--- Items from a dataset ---

<<<<

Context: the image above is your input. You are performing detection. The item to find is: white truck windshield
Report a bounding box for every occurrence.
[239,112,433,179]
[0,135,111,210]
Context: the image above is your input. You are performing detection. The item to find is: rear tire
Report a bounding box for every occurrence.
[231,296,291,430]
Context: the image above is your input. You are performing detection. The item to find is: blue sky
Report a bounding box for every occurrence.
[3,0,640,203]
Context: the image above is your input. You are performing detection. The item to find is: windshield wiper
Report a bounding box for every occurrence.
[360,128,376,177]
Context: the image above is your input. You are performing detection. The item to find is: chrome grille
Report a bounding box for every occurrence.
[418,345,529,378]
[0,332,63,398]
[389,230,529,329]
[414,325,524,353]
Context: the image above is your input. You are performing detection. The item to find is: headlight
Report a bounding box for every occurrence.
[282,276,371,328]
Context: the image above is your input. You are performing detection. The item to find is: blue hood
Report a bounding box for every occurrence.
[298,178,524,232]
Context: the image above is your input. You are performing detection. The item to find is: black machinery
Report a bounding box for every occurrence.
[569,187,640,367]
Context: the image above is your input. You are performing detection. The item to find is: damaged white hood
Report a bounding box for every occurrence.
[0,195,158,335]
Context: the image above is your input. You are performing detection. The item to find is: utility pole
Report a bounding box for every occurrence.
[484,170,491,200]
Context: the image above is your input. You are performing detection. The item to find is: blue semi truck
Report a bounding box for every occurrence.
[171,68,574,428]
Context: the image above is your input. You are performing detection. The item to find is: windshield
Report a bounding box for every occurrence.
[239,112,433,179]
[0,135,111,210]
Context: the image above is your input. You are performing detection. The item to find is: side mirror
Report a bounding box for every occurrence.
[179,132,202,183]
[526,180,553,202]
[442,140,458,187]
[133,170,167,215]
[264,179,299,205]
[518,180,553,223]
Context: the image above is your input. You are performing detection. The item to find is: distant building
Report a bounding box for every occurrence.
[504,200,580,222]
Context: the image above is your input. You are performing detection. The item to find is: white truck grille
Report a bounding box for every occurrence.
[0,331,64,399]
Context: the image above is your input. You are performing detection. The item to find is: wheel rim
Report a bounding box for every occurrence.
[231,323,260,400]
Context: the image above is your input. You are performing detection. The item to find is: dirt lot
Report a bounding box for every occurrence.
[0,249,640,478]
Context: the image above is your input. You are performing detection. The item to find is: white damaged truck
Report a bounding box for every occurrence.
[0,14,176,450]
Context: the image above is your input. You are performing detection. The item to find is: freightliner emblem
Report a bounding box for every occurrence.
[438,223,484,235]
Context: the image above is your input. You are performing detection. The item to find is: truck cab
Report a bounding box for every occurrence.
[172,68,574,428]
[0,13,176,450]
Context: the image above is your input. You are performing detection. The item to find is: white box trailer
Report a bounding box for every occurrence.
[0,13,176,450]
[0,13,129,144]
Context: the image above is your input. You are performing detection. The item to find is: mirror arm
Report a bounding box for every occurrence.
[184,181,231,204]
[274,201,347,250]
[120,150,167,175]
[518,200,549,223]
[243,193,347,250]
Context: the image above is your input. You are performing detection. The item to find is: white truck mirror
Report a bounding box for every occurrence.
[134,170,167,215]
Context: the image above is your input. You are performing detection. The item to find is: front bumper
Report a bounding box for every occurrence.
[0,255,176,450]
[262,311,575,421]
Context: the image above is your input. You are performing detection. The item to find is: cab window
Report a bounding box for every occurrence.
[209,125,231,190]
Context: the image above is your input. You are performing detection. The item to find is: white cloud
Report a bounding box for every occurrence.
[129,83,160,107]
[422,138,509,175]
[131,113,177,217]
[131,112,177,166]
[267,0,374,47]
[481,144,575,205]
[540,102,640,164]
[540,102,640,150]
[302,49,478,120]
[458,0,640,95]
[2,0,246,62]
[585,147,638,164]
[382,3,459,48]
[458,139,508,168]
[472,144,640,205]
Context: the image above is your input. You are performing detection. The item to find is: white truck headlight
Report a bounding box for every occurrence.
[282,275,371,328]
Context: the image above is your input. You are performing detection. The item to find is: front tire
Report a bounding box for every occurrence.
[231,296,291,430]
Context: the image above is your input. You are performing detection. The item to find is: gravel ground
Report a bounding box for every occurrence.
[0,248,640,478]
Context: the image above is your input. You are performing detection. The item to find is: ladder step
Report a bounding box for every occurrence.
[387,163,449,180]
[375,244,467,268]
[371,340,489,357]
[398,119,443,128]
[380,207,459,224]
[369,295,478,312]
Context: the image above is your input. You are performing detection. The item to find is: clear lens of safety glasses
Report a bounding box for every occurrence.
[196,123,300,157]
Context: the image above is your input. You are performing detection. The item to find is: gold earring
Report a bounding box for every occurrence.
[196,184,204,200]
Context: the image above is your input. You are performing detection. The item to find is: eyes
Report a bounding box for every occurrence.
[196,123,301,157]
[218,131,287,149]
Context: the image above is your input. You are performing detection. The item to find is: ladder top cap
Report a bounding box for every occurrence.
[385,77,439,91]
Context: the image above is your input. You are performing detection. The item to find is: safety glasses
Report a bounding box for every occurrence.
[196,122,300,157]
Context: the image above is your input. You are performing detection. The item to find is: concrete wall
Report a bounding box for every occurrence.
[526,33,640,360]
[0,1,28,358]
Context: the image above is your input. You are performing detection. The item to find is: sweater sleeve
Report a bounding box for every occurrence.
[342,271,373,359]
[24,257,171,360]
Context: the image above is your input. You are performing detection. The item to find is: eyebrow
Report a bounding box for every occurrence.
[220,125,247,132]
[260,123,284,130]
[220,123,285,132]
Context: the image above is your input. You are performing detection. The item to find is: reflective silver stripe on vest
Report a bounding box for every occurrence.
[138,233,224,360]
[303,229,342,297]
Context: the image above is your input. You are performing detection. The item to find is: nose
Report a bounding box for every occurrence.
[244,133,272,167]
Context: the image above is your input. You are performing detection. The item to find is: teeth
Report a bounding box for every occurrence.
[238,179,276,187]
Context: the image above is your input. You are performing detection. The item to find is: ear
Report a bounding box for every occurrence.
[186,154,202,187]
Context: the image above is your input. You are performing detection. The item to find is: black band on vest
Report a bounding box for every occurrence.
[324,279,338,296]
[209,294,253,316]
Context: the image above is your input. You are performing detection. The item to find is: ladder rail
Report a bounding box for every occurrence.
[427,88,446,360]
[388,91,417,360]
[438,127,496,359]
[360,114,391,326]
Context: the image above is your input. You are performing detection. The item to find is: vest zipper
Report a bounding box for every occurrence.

>>>>

--- Aim ---
Starting at the first line of the listing and ending with the line containing "[3,0,640,203]", render those lines as a Markdown table with the columns Row and Line, one line per row, leaving out blank lines.

--- Correct result ---
| Row | Line |
|---|---|
| 1 | Context: the image above is your input. You are performing detection. The item to find is: white truck windshield |
| 2 | Report a bounding box for every occurrence. |
| 3 | [239,112,433,179] |
| 4 | [0,135,111,210] |
| 5 | Context: the image above is your input. You are performing detection. The item to find is: rear tire |
| 6 | Report a bounding box for every occurrence. |
| 7 | [231,296,291,430] |
| 8 | Context: the image above is your input. You are performing detection. The item to find is: blue sky |
| 9 | Report a bounding box for every occurrence. |
| 10 | [3,0,640,203] |